- _Document text_:
──────────

I remember Mike like it was yesterday, even though I met him over a decade ago. He was the guy sitting in the back of the room with the dark cloud over his head in a supervisor training I was doing,
He slouched. He looked morose. I found his comments in class to be consistently negative.
He was the kind of attendee you wish would have called in sick that day.
He was the kind of negative person that supervisors dread talking to, and find hard to deal with.
This was an in-house program and we all ate lunch together. I waited until the end to go through the lunch line, and when I reached the group of tables assigned to us, I was horrified to discover that the only seat left was across from Mike.
I steeled myself for an unpleasant lunch conversation.
Instead what I got was a new perspective on Mike and his version of “negative people.”
How negativity can be an indication of positive intention
I got to see the positive roots of Mike’s negativity.
As he talked about the things that bothered him about his employer, what became clear was that Mike cared deeply about his employer, the reputation of their products, and his and his colleague’s ability to produce great quality products.

──────────

- _Work instructions_:
1. Summarize the passage about Mike in two sentences.
2. According to the passage about Mike, what kind of program was the training where the writer met him?
3. Carry on the passage about Mike from its last sentence.
The items have no connection to the passage about Mike.

Object descriptions in free text
──────────

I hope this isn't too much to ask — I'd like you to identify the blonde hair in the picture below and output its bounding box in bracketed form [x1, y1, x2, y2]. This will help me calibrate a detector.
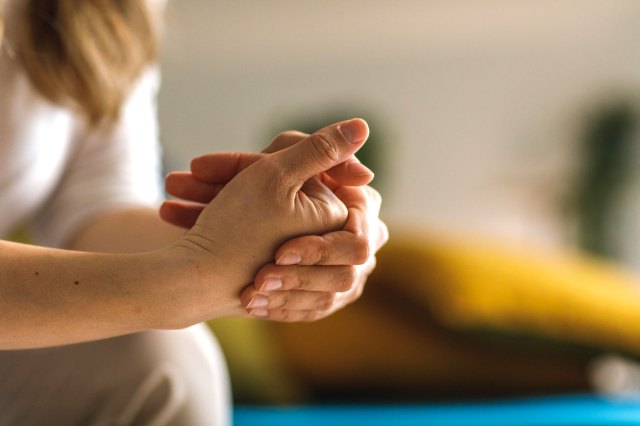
[14, 0, 157, 125]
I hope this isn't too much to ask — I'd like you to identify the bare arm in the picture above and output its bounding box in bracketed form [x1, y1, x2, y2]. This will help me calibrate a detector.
[69, 208, 185, 253]
[0, 236, 190, 349]
[0, 120, 368, 349]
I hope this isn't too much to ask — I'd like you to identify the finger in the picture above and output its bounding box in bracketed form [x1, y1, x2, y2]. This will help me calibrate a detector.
[376, 219, 389, 251]
[262, 130, 309, 154]
[268, 119, 369, 185]
[240, 287, 336, 311]
[165, 172, 224, 203]
[327, 156, 374, 186]
[253, 263, 360, 293]
[160, 200, 205, 229]
[275, 187, 379, 265]
[191, 152, 264, 183]
[249, 308, 324, 322]
[262, 130, 374, 186]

──────────

- _Answers provided_:
1. At a supervisor training the writer was leading, Mike sat in the back, slouched and morose, and kept making negative comments. At lunch the writer ended up across from him and learned that this negativity came from his deep care for his employer, the reputation of its products, and his and his colleagues' ability to produce great quality products.

2. It was an in-house supervisor training program.

3.
He felt continually frustrated that his concerns and suggestions repeatedly fell on deaf ears. He felt frustrated that management – -in his opinion — -was not living up to its stated commitment of producing the best possible product.
I was stunned to discover that Mike’s “bad attitude” was not because he didn’t care or was a malcontent. It was because he cared so much, and his concerns were continually ignored.
Negativity: Symptom or lifestyle
Some people are habitually negative.
That’s just how they roll. They view the world through a cynical, skeptical lens.
They love to complain, blame, and proclaim themselves as victims. They reflexively believe that new ideas won’t work and change is bad.
Through a combination of nature, nurture, and personal choice, negativity is their default response.
There is a whole other group of people who get perceived as negative and who are lumped in with the previous group who should NOT be. These are people who:
Have an innate ability to see the potential downside in things but don’t know how to express it skillfully and helpfully.
You WANT these people on your team. Well, maybe you don’t enjoy them, but you NEED them. If you only have “We can totally do this! This idea rocks!!!!!” people on your team, you can virtually guarantee unnecessary glitches and full-fledged disasters as a regular part of life. Blue sky, anything-is-possible, big picture thinkers are not wired to look for what won’t work. They aren’t wired to see little details that can derail. They are wired to see how things can work (even when they can’t). Thus, you need the what-can-go-wrong people to balance the possibility-fueled thinking of the other group.
Have a strong desire for excellence, want their employer to be the best it can be, and feel both are being thwarted.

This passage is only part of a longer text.